> **CONSIGNE**:
Reprenez le texte sur les collègues « vampires » au travail et poursuivez-le à partir de sa dernière phrase.

> **EXTRAIT DU TEXTE**:
* * * * *
Les vampires n’existent pas ? En êtes-vous si sûr ? Quel manager n’a jamais croisé, dans les couloirs ou sur Teams, l’équivalent professionnel du comte Dracula ? Celui ou celle dont on sait, dès la première seconde, qu’il va nous solliciter, champion hors catégorie de la complainte et de la confidence. Lui donner notre numéro de portable personnel, et c’est l’assurance de recevoir des centaines de SMS impromptus – "je ne te dérange pas là ? Tu me dis, j’en ai juste pour cinq secondes…" – centrés sur leur petite personne. A peine le manager l’a-t-il salué qu’il a déjà le droit au récit de sa vie, à ses intolérances alimentaires et à ses déboires sentimentaux. L’instant d’après, on en est au carnet de santé, aux plats de la belle-mère et aux vacances. Et le pire ? Ce sont ceux qu’on ne repère pas tout de suite, notamment au travail.
* * * * *
> **INFORMATIONS EXTRAITES**:
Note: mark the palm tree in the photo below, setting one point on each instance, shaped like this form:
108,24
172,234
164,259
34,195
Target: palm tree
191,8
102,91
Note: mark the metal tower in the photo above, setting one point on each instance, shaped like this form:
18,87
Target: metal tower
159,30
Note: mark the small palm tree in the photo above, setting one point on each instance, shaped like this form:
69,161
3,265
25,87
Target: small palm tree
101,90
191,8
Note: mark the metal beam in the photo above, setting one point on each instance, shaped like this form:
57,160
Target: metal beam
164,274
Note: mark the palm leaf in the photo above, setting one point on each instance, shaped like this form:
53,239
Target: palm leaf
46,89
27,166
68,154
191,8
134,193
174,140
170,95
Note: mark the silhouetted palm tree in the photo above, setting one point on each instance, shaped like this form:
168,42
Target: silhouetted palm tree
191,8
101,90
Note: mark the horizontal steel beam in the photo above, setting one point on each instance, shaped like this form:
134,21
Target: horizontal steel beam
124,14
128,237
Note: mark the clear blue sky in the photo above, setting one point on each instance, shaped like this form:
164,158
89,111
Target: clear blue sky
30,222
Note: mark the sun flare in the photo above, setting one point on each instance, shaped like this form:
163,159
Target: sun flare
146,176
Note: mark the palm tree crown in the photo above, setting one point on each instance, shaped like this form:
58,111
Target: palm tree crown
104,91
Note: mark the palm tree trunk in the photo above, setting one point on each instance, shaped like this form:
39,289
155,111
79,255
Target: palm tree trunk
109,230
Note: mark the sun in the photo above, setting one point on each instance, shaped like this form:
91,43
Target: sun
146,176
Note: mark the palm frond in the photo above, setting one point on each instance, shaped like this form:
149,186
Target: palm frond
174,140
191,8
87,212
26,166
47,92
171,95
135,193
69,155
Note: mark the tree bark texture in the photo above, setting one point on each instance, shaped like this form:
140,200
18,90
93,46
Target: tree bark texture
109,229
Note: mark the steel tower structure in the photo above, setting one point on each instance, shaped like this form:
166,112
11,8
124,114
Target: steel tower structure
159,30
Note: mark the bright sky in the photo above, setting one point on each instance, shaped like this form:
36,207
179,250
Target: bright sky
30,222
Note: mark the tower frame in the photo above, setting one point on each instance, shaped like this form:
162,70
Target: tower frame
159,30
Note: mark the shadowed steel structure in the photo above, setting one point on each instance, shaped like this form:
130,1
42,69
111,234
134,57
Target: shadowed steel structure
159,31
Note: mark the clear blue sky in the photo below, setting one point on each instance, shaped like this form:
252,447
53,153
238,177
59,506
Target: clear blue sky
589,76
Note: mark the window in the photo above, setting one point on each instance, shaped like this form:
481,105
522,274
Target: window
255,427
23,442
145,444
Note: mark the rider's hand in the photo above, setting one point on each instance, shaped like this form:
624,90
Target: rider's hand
* * * * *
> **RÉSULTAT**:
"Ils ou elles entrent dans vos vies, parfois aussi furtivement qu’une ombre et vous ferrent, tandis que vous croyez toujours mener la danse, voire naïvement conduire le bal. Au contraire des pervers narcissiques, ils ne cherchent pas à vous détruire puisqu’ils dépendent de votre vigueur", décrit le docteur Stéphane Clerget (Les vampires psychiques, comment les reconnaître, comment leur échapper, Livre de poche 2019). A l’image de Vlad l’Empaleur, alias le comte Dracula de Bram Stoker, qui pompe l’énergie la nuit venue, ce vampire des temps modernes erre et traque ses victimes dans les couloirs de l’entreprise ou sur Teams, ne craignant ni l’ail ni le pieu : il est "capable d’aimer, pourvu qu’il soit repu", observe le psychiatre. Il joue entre l’affect et le professionnel. Mais "il n’y a pas de profil type", affirme le chercheur.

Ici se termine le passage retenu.